Постановка задачи 1 — Выпишите из основной части очерка, без заголовка, все названия журналов, альманахов и литературных произведений.

Текст —
________
Андрей Немзер - При свете Жуковского. Очерки истории русской литературы
Характерная для Языкова небрежность эпистолярного стиля не позволяет с точностью установить, что именно читал Кюхельбекер младшему знакомцу: только фрагмент, опубликованный в «Сыне Отечества», или также и другие эпизоды мистерии. Ясно, однако, что просто чтением дело не ограничилось – Кюхельбекер разъяснил свой замысел («сделать из него Фауста»), а Языков этим замыслом заинтересовался. Порукой тому более раннее письмо А. М. Языкову (20 сентября 1825), где вслед за ироническими предварительными суждениями о готовящейся к печати драматической шутке Кюхельбекера «Шекспировы духи» следует вопрос: «Не слыхать ли чего об русском Фаусте или о русских Фаустах?»[62]. Это беглое замечание, на наш взгляд, указывает на большую вероятность версии о знакомстве Языкова с текстом «Ижорского» в 1824 году. Если общение поэтов произошло петербургским летом 1825 года, то отделяет его от письма лишь два месяца – срок явно недостаточный для завершения масштабного замысла, о котором недавно узнал Языков.
Другим косвенным подтверждением версии о более раннем знакомстве Языкова с «Ижорским» служит упоминание о «русских Фаустах». Лето 1824 года – время работы над альманахом «Мнемозина», издававшимся совместно Кюхельбекером и кн. В. Ф. Одоевским. В сознании Языкова естественно сливались впечатления от мистерии («русский Фауст») и московских любомудров («русские Фаусты»), вне зависимости от того, общался ли он непосредственно с Одоевским или его информатором выступил Кюхельбекер. К лету 1825 года отношения Кюхельбекера и Одоевского существенно охладились[63] – языковское сближение в этом контексте предстает гораздо менее мотивированным.
________
Исходные данные —
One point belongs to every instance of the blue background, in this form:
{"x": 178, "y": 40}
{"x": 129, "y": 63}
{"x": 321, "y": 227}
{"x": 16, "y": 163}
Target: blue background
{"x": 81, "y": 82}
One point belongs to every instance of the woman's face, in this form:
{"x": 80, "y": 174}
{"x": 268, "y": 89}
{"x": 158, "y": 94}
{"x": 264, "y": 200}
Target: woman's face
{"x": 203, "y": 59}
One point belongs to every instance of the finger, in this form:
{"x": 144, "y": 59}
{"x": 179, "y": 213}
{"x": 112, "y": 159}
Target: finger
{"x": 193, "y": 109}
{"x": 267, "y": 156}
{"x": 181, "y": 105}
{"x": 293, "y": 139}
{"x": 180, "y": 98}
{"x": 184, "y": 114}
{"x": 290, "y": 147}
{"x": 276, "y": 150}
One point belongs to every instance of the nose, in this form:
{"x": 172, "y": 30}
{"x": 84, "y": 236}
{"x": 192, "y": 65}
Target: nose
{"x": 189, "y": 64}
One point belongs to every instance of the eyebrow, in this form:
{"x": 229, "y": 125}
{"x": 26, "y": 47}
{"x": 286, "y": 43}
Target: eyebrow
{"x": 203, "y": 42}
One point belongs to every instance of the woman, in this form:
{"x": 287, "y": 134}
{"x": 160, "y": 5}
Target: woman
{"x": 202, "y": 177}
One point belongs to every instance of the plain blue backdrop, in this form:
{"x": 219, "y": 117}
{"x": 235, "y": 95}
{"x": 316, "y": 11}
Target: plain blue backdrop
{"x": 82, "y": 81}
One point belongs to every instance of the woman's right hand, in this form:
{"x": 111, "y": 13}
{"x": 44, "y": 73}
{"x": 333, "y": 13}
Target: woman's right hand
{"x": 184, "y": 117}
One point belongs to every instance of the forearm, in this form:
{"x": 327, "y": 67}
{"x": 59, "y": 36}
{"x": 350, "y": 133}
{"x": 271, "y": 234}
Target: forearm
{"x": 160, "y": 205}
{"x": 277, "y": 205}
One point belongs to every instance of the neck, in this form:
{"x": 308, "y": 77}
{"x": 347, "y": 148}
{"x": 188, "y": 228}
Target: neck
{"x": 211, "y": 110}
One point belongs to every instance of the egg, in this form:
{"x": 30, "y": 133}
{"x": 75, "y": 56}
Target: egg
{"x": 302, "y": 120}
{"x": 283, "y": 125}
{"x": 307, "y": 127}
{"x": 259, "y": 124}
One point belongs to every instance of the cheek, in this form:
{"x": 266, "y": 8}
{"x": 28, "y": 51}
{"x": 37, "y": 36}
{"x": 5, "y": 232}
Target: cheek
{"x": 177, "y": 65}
________
Постановка задачи 2 — Перенесите в таблицу Markdown строки из раздела строк, начиная со строки с «One point belongs to every instance of the egg, in» и до конца этого раздела включительно, без пустых строк. Столбцы назовите «Номер» и «Содержимое строки».

Итоговый результат 1 —
- «Сын Отечества»
- «Шекспировы духи»
- «Ижорский»
- «Мнемозина»

Итоговый результат 2 —
| Номер | Содержимое строки |
|---|---|
| 1 | One point belongs to every instance of the egg, in this form: |
| 2 | {"x": 30, "y": 133} |
| 3 | {"x": 75, "y": 56} |
| 4 | Target: egg |
| 5 | {"x": 302, "y": 120} |
| 6 | {"x": 283, "y": 125} |
| 7 | {"x": 307, "y": 127} |
| 8 | {"x": 259, "y": 124} |
| 9 | One point belongs to every instance of the cheek, in this form: |
| 10 | {"x": 266, "y": 8} |
| 11 | {"x": 28, "y": 51} |
| 12 | {"x": 37, "y": 36} |
| 13 | {"x": 5, "y": 232} |
| 14 | Target: cheek |
| 15 | {"x": 177, "y": 65} |